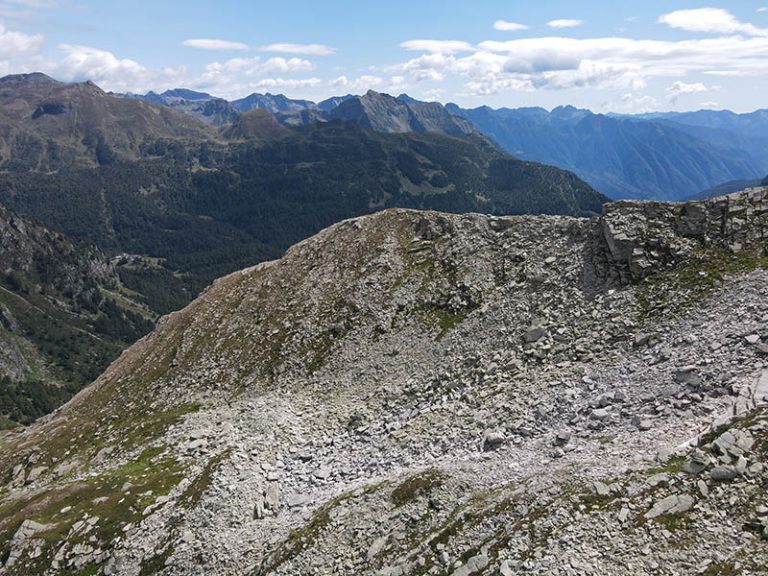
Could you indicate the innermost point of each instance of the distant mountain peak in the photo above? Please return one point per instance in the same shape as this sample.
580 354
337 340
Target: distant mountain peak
30 78
385 113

Task :: Recast every line of the entries above as a JSON list of strings, one string per line, with blank lines omitted. Leave the pictures out.

The completed task ::
[
  "Could you indicate the innermost point of each instance of the distant mountain peak in the photo above? Please return one point per instance in the same shape as this sample.",
  "580 354",
  "337 340",
  "Target: distant mountain peak",
  "30 78",
  "385 113"
]